(Stored entries)
- - -

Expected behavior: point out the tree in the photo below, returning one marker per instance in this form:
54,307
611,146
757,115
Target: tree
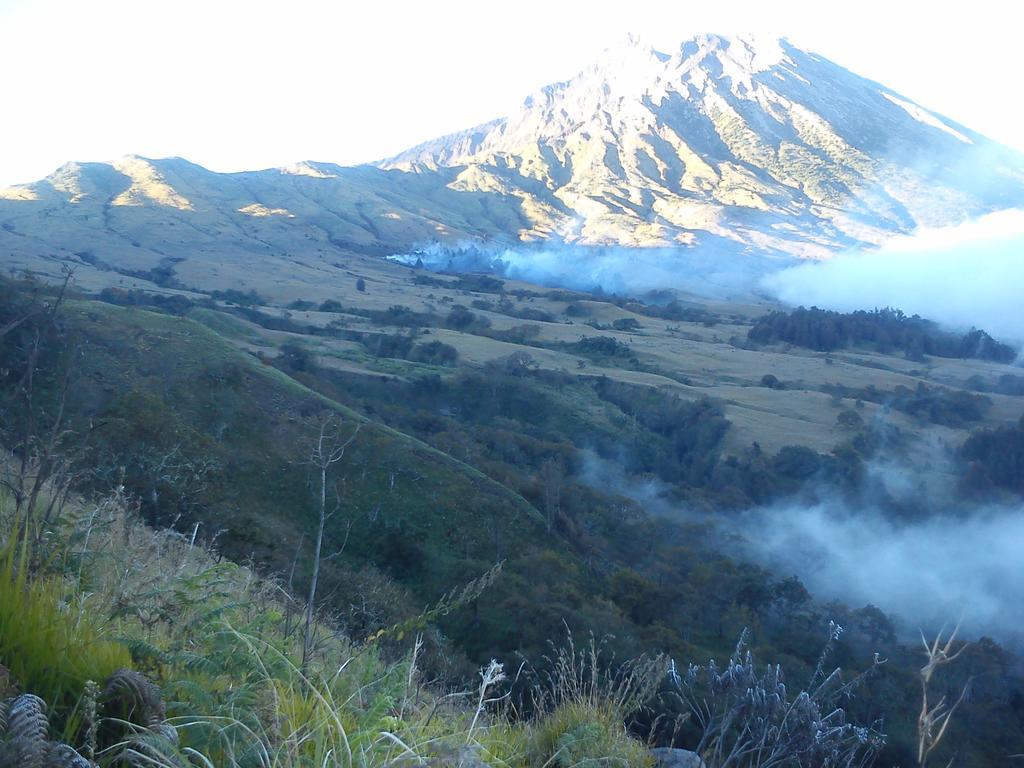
329,449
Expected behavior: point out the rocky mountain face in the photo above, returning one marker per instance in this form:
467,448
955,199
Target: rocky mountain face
756,142
727,143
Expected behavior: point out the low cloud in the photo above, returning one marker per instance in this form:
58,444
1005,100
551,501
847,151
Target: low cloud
946,563
967,275
927,572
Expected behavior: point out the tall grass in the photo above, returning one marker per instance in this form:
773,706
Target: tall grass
51,640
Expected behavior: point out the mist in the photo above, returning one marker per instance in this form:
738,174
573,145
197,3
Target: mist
716,270
962,276
953,563
927,572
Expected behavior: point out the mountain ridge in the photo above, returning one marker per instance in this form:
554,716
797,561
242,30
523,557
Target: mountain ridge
728,144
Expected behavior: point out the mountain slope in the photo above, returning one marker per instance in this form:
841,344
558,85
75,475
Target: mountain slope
761,143
731,144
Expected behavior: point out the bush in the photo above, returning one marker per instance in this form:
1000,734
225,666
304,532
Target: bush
748,717
50,641
435,353
295,357
577,735
332,305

- - -

Can you reproduce every one of the records above word for word, omitting the picture?

# [Answer to the problem]
Expected behavior: point out the tree in the photo below, returning one marker per instance in this form:
54,307
611,146
757,115
Target: tree
329,449
Expected behavior: point out the rocky mountain face in the photo above, returning one marker per instance in this form:
467,448
955,199
Target: rocky mountain face
756,142
727,143
Expected behavior: point out the low cloud in the photo above, returning one marker per instance in this form:
58,444
1005,100
551,501
847,151
Target: low cloud
946,563
967,275
927,572
Expected behavior: point out the tall grass in the photo above, returning one marker per instance in this form:
773,706
Target: tall grass
51,640
Expected behavior: point out the mist in the photo above, returning one marker per instance in this form:
738,174
573,145
197,3
Target: mist
716,270
962,276
953,563
927,572
Expected behavior: point out the mountain ridge in the photo above, returning one marker per instance in this form:
554,716
797,561
242,30
523,557
Target: mountain ridge
728,144
Expected behavior: point out the mountain slope in the photo above, returning one marker per instance in this form:
841,344
558,85
75,475
Target: mountain slope
761,143
731,144
Expected behavior: point out the bush in the photo above, returning one marker per instance in this form:
1000,734
225,666
304,532
Target: bush
748,717
50,641
435,353
295,357
577,735
332,305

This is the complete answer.